Selected text =>
Trent John Baalke ( ; born February 14, 1964), is an American football executive who is the general manager of the Jacksonville Jaguars of the National Football League (NFL).

Early years
A Rosendale, Wisconsin native, Baalke earned his bachelor's degree in health and physical education at Bemidji State University, where he played outside linebacker and was an All-Northern Sun Conference and All-Midwest Region honoree.

Executive career

Early career
Baalke's worked as a scout for the New York Jets from 1998 to 2000. In 2001, Baalke was hired by the Washington Redskins and spent four years with the team, first as a national scout and then as college scouting coordinator.

San Francisco 49ers
In 2005, Baalke was hired by the San Francisco 49ers as their western region scout and in 2008, was promoted to director of player personnel, a position largely responsible for overseeing the team's college scouting operations. Baalke was chosen to lead the 49ers in the 2010 NFL Draft, in place of Scot McCloughan, and a month later was given the title of vice president of player personnel. His official promotion to general manager came shortly after the firing of Mike Singletary as head coach of the 49ers, in anticipation of needing an official general manager to lure Jim Harbaugh away from Stanford for the vacant coaching position.

In January 2012, Baalke was named PFWA Executive of the Year for the 2011 season, after being credited for transforming a 6–10 team into a 13–3 team in his first season as general manager. The next month he received a contract extension through 2016.

Extracted material =>

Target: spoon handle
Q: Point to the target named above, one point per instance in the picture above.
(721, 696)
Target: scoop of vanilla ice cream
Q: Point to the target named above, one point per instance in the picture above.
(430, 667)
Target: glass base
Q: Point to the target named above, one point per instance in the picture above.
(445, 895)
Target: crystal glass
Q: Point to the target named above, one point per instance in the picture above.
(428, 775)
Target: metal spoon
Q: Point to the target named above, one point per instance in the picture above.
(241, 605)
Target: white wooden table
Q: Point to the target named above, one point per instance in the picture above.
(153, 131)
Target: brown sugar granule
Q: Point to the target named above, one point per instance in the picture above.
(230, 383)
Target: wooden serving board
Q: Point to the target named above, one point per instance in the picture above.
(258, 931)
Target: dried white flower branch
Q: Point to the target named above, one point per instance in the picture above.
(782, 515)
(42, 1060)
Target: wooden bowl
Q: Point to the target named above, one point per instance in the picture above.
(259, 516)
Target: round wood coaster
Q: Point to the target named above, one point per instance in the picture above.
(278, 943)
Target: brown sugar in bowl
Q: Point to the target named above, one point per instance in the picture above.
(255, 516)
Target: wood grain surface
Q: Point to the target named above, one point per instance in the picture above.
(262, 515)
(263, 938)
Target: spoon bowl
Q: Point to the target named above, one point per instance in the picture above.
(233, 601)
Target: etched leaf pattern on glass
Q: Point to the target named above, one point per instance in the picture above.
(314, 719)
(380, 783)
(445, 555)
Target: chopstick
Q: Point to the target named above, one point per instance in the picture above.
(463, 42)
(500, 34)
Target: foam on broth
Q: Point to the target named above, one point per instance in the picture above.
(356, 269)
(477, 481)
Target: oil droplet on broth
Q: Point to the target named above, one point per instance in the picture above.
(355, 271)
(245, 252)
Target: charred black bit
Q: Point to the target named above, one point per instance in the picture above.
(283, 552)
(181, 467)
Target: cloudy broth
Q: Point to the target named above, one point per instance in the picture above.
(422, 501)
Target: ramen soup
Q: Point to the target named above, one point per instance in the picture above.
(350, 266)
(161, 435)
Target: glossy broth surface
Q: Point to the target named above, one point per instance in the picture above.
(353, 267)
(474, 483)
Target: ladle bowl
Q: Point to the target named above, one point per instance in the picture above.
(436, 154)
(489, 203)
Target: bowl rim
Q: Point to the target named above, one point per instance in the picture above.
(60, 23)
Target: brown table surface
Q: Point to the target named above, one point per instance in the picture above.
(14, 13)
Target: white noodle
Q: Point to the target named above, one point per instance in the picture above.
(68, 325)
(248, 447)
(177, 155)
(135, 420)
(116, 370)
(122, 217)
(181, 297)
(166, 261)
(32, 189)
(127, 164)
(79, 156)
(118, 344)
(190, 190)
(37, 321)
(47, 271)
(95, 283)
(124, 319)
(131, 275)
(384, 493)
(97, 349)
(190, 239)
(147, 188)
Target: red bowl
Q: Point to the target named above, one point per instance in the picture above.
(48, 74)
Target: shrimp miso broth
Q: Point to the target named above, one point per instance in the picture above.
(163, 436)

--

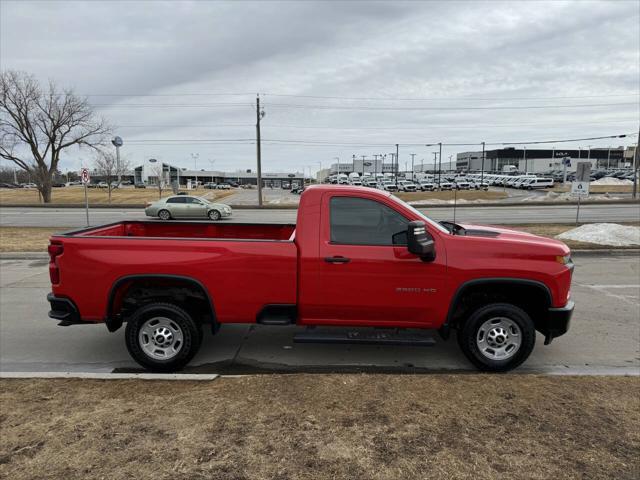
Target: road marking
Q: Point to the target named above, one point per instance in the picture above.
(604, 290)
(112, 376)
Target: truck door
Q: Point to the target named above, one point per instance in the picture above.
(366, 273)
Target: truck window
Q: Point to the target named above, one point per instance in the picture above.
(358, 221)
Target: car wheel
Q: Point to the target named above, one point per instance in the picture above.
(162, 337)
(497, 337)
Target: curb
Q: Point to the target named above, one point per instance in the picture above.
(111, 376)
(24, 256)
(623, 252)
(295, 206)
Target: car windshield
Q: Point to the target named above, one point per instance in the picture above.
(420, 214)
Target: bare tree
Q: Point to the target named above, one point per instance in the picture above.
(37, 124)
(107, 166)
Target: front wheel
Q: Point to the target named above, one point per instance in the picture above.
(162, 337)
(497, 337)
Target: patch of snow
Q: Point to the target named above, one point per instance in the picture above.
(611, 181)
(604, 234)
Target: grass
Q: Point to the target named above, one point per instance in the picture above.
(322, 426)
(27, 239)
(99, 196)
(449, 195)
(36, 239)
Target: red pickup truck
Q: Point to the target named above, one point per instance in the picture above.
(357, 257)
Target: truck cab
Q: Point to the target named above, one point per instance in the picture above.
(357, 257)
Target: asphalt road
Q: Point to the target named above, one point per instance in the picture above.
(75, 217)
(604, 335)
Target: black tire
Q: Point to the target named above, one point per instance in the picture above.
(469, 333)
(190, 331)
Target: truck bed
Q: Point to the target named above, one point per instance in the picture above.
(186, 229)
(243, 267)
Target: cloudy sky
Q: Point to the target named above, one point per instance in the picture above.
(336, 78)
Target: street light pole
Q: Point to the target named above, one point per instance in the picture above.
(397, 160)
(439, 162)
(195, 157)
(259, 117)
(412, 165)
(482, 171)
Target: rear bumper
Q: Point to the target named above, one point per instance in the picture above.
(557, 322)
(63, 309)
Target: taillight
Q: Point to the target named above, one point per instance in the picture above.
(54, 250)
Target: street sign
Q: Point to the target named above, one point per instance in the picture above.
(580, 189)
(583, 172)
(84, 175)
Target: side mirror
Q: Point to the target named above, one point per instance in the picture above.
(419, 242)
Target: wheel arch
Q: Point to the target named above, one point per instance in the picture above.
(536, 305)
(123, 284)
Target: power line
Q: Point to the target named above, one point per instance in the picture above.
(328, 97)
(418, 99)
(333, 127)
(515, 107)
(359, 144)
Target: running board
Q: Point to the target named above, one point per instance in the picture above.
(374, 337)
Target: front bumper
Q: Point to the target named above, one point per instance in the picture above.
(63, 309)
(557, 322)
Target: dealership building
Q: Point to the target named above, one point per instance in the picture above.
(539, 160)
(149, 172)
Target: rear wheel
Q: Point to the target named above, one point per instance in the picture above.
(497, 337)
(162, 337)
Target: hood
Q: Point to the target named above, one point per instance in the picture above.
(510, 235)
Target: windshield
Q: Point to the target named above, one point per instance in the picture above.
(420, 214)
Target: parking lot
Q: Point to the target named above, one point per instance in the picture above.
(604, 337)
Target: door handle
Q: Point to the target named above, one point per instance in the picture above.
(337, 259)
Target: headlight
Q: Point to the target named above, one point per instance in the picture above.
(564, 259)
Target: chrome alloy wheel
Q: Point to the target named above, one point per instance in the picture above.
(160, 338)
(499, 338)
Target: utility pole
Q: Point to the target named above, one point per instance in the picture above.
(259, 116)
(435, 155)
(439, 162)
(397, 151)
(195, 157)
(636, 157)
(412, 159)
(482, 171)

Description of the task =>
Continue the biography of Trent Baalke, starting after its last sentence.

Written reply =>
After a 2014 season filled with reports that Baalke and then-49ers coach Jim Harbaugh had been clashing, the 49ers parted ways with Harbaugh and promoted defensive line coach Jim Tomsula to the head coaching position. Tomsula led the 49ers to a 5–11 record in 2015 and was fired on January 3, 2016. On January 14, 2016, Chip Kelly was hired as the head coach of the 49ers and led them to a 2–14 record, one of the worst conference records in their franchise history and their worst season since 2004. This led to Baalke and Kelly both being relieved of duties on January 1, 2017.

NFL
In 2017, Baalke became a football operations consultant for the NFL. In this advisory role for NFL, he worked on game-related matters, player development, evaluation, and officiating video review.

Jacksonville Jaguars
On February 4, 2020, he was hired as director of player personnel of the Jacksonville Jaguars. On November 29, 2020, Baalke was promoted to interim general manager following the firing of David Caldwell, and was retained for the role fulltime after the season.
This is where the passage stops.